((

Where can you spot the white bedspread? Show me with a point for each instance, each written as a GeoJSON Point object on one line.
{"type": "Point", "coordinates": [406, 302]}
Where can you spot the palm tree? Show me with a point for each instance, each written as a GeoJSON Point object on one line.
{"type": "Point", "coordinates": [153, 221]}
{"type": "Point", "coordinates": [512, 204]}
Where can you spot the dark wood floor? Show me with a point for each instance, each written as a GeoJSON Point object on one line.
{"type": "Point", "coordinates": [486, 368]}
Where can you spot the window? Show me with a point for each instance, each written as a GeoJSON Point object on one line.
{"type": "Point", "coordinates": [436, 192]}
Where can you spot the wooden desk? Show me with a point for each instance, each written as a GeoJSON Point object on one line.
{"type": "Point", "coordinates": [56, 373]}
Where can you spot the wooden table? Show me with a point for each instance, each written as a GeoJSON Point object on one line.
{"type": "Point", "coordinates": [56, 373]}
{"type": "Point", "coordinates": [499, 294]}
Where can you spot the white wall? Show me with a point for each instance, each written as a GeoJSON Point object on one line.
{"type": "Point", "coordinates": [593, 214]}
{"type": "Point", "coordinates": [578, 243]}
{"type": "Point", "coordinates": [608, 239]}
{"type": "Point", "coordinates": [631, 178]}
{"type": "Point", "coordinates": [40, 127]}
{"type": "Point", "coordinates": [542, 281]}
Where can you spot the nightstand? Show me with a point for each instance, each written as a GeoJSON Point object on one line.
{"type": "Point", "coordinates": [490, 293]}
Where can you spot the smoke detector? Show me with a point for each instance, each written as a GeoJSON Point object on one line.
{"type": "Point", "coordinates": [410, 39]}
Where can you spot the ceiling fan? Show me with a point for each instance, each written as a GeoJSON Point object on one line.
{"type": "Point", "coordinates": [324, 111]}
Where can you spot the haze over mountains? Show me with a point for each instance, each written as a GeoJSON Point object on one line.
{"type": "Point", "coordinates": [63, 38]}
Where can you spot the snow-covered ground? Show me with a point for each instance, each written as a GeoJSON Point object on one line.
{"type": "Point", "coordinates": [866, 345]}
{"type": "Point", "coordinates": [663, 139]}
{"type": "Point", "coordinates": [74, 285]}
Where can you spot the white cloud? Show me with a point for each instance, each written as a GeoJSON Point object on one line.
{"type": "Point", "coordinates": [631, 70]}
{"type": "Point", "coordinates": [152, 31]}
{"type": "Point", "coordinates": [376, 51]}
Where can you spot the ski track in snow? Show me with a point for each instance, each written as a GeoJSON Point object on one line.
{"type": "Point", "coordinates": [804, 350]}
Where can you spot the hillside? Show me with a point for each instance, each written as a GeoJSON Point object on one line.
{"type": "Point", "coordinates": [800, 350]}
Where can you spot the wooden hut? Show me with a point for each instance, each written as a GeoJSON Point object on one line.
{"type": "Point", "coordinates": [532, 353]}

))

→ EXERCISE PROMPT: Please retype, exactly as written, every line from the line containing "Where can you spot the white cloud?" through the last line of the records above, including both of those lines, and nothing else.

→ EXERCISE OUTPUT:
Where can you spot the white cloud? Show me with a point for each instance, each written as a GeoJSON Point object on one line.
{"type": "Point", "coordinates": [631, 70]}
{"type": "Point", "coordinates": [152, 31]}
{"type": "Point", "coordinates": [376, 51]}
Where can you spot the ski track in snow? Show me with a point for each instance, each written as a GeoJSON Point object on one line.
{"type": "Point", "coordinates": [804, 350]}
Where can you spot the hillside? Show me with a point for each instance, each written as a GeoJSON Point object on one line.
{"type": "Point", "coordinates": [800, 350]}
Where can you spot the wooden hut? Show me with a point for each instance, each written as a GeoJSON Point object on one line.
{"type": "Point", "coordinates": [532, 353]}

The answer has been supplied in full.